Source records:
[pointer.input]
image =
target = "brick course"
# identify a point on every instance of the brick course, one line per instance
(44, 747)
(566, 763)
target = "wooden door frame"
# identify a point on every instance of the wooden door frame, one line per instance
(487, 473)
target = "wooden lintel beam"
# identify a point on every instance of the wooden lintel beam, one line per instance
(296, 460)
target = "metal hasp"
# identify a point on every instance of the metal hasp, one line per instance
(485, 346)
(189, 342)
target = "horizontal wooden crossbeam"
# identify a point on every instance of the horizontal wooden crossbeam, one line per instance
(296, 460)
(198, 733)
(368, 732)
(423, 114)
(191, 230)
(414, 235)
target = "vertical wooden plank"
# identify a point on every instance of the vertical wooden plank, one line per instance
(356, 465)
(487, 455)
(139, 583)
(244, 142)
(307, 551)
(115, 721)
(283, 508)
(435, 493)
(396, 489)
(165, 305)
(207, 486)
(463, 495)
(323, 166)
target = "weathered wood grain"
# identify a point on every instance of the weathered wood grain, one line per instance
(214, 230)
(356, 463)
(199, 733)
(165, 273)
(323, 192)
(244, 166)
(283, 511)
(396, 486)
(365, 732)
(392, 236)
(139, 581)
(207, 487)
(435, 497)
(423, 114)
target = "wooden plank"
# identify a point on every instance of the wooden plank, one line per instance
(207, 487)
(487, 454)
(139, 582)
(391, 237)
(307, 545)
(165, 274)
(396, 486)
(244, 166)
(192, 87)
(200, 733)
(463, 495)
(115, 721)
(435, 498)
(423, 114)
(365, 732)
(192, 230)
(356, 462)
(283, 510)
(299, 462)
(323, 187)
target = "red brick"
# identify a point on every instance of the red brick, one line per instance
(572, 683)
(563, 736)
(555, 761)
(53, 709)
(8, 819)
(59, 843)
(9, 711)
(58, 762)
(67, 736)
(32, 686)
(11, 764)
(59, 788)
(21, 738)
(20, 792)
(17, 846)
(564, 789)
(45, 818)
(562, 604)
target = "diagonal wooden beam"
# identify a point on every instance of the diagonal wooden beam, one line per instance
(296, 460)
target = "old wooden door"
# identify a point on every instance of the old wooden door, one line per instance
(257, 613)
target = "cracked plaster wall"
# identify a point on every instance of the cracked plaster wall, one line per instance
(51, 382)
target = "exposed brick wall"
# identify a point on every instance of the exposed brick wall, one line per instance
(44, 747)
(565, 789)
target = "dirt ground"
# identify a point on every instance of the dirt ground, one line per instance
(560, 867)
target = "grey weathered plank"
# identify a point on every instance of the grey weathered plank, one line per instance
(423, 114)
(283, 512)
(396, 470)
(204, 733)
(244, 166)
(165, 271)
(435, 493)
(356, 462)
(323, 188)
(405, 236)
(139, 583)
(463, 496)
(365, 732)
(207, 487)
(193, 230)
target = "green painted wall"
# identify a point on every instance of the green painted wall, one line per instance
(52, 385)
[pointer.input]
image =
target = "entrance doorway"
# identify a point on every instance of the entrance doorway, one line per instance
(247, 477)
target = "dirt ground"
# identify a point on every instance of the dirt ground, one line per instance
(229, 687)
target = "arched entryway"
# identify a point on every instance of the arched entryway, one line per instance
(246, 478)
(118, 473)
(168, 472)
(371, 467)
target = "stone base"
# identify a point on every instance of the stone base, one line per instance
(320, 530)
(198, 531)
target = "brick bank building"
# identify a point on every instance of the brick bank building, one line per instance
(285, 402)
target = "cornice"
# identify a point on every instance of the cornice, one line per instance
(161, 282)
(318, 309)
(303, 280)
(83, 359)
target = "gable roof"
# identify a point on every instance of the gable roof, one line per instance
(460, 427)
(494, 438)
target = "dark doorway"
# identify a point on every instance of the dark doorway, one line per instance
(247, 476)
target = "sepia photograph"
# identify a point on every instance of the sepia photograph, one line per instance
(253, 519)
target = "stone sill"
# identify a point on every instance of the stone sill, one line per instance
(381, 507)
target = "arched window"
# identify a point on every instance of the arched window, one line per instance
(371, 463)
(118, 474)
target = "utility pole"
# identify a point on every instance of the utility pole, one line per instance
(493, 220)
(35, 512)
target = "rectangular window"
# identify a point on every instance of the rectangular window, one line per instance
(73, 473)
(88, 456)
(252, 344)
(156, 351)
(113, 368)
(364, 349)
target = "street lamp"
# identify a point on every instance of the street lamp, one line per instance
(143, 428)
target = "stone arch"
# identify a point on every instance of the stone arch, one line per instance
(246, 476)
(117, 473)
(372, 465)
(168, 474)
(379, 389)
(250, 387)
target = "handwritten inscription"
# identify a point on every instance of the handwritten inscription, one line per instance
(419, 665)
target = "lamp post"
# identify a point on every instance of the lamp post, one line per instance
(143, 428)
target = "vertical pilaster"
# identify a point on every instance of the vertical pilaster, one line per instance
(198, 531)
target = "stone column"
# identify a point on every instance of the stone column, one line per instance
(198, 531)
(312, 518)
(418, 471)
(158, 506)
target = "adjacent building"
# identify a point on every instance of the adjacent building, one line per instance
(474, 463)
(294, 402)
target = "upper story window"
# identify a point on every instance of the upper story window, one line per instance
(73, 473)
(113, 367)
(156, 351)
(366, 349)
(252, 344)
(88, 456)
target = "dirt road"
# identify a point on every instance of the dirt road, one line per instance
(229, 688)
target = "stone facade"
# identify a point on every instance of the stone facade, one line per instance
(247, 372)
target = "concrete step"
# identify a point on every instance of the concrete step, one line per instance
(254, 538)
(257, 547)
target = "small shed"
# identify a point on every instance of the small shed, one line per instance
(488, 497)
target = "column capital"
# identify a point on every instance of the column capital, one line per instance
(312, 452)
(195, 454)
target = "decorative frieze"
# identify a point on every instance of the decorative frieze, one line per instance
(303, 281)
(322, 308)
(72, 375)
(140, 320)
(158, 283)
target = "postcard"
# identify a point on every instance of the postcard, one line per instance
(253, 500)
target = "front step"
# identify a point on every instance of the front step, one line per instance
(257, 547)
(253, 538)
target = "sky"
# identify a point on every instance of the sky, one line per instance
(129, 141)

CHALLENGE: Reproduce the full set of records precisely.

RESULT FOR THIS EXERCISE:
[pointer.input]
image =
target = "brick course"
# identify a point on every instance of the brick course, one line per instance
(44, 747)
(566, 763)
target = "wooden door frame"
# identify a point on every instance of the wooden door frame, one line per instance
(487, 473)
target = "wooden lintel beam"
# identify a point on every instance of the wooden lintel beam, one line per instance
(296, 460)
target = "metal hasp"
# identify a point on every instance of the metal hasp, one line per instance
(485, 346)
(189, 342)
target = "horizontal wooden crossbeam"
# identify a point on every instance of the horizontal wooden crossbeam, one line per instance
(296, 460)
(198, 733)
(368, 732)
(423, 114)
(191, 230)
(414, 235)
target = "vertical wooden plank"
# identify a point on every instance of the vertical wooden plank, one line per instance
(356, 465)
(487, 455)
(139, 583)
(244, 142)
(307, 551)
(115, 721)
(283, 508)
(435, 493)
(396, 489)
(165, 305)
(207, 486)
(463, 495)
(323, 166)
target = "weathered wood grain"
# identify a point on every instance of the weathered wood grain, one line per instance
(214, 230)
(356, 463)
(199, 733)
(165, 273)
(323, 192)
(244, 166)
(283, 511)
(396, 486)
(365, 732)
(392, 236)
(139, 581)
(207, 487)
(435, 497)
(423, 114)
target = "wooden plank"
# identify a point on every instance of the wooden plank, one line per instance
(207, 487)
(487, 454)
(139, 582)
(391, 237)
(307, 545)
(165, 274)
(396, 486)
(244, 166)
(192, 87)
(200, 733)
(463, 495)
(115, 721)
(435, 498)
(423, 114)
(365, 732)
(192, 230)
(356, 462)
(283, 510)
(299, 462)
(323, 187)
target = "red brick"
# identify a point on every instance of the red brick, one line per instance
(572, 683)
(563, 736)
(555, 761)
(53, 709)
(8, 819)
(59, 843)
(9, 711)
(58, 762)
(67, 736)
(32, 686)
(11, 764)
(59, 788)
(21, 738)
(20, 792)
(17, 846)
(564, 789)
(45, 818)
(562, 604)
target = "diagonal wooden beam"
# identify a point on every instance of the diagonal wooden beam, one line per instance
(296, 460)
target = "old wooden door"
# identify a point on every instance of the old wooden door, one line per instance
(257, 613)
target = "cracked plaster wall"
# identify a point on every instance of the cracked plaster wall, one line per instance
(51, 382)
target = "exposed brick wall"
# identify a point on every instance of the exposed brick wall, one line per instance
(44, 747)
(565, 789)
target = "dirt ground"
# identify a point on every instance of the dirt ground, one line per instance
(560, 867)
target = "grey weathered plank"
# identify a point on every instance of the grey weathered plank, one line per instance
(423, 114)
(283, 512)
(396, 470)
(204, 733)
(244, 166)
(165, 271)
(435, 493)
(356, 462)
(323, 188)
(405, 236)
(139, 583)
(463, 496)
(365, 732)
(207, 487)
(193, 230)
target = "green painted wall"
# identify a point on every instance of the green painted wall, one line per instance
(52, 385)
[pointer.input]
image =
target = "entrance doorway"
# identify a point on every instance of the entrance doorway, one line per instance
(247, 477)
target = "dirt ground"
# identify a point on every instance of the dirt ground, one line per instance
(229, 687)
target = "arched entryway"
# identify a point on every instance of the arched entryway, one line per instance
(246, 478)
(118, 473)
(168, 472)
(371, 467)
target = "stone base"
# identify a point on every instance of the stone base, one line per instance
(320, 530)
(198, 531)
target = "brick bank building"
# identify a point on every instance of the brick bank building, one line per instance
(285, 402)
target = "cornice"
# identify a point on every instance of the cornice, one line per instance
(161, 282)
(318, 309)
(303, 280)
(83, 359)
target = "gable roof"
# identify a point on every instance of the gable roof, one line per instance
(460, 427)
(494, 438)
target = "dark doorway"
# identify a point on every instance of the dark doorway, one line per instance
(247, 476)
target = "sepia photograph"
# identify a point on every instance of the sepia photograph, one line per instance
(253, 519)
target = "stone sill"
# identify a point on every instance of the stone sill, one line per instance
(381, 507)
target = "arched window"
# identify a point on every instance of the arched window, one line per instance
(371, 463)
(118, 474)
target = "utility pole"
# identify a point on every instance of the utility pole, one line per instance
(493, 220)
(35, 512)
target = "rectangular window"
# identify a point on every instance of the rectangular window, one line per instance
(73, 473)
(88, 456)
(252, 344)
(156, 351)
(113, 368)
(364, 349)
target = "street lamp"
# identify a point on every instance of the street lamp, one line per instance
(143, 428)
target = "stone arch"
# identify a point on every instance of the stone arch, one line per instance
(246, 476)
(117, 473)
(372, 465)
(168, 474)
(379, 389)
(250, 387)
target = "handwritten inscription"
# identify a point on every instance of the handwritten inscription, one line per instance
(419, 665)
target = "lamp post"
# identify a point on every instance of the lamp post, one line per instance
(143, 428)
target = "vertical pilaster"
# identify a point on every instance of the vertical pilaster, one line per instance
(198, 531)
target = "stone column"
# identify a point on every instance of the stone column, one line per instance
(198, 531)
(312, 518)
(418, 471)
(158, 506)
target = "adjacent building"
# identify a point on every instance of the adjacent building, one line per instance
(474, 463)
(294, 402)
target = "upper story window"
# identify a point on every instance of the upper story window, one line per instance
(73, 473)
(113, 367)
(156, 351)
(366, 349)
(252, 344)
(88, 456)
target = "dirt road"
# identify a point on every instance of the dirt road, one line per instance
(229, 688)
target = "stone facade"
# identify a point on every instance of the stone facade, one line per instance
(247, 372)
target = "concrete step"
# identify a point on every instance of the concrete step, one line per instance
(254, 538)
(257, 547)
target = "small shed"
# identify a point on every instance of the small shed, one line per instance
(488, 497)
target = "column capital"
# identify a point on every instance of the column capital, one line per instance
(312, 452)
(195, 454)
target = "decorative frieze"
# identify a point on every instance of the decorative frieze, one line per instance
(303, 281)
(322, 308)
(72, 375)
(140, 320)
(158, 283)
target = "postcard"
# identify a point on every instance of the postcard, one line per instance
(253, 500)
target = "front step"
# identify a point on every instance of the front step, one line per instance
(257, 547)
(253, 538)
target = "sky"
# identify a point on every instance of the sky, one line per instance
(129, 141)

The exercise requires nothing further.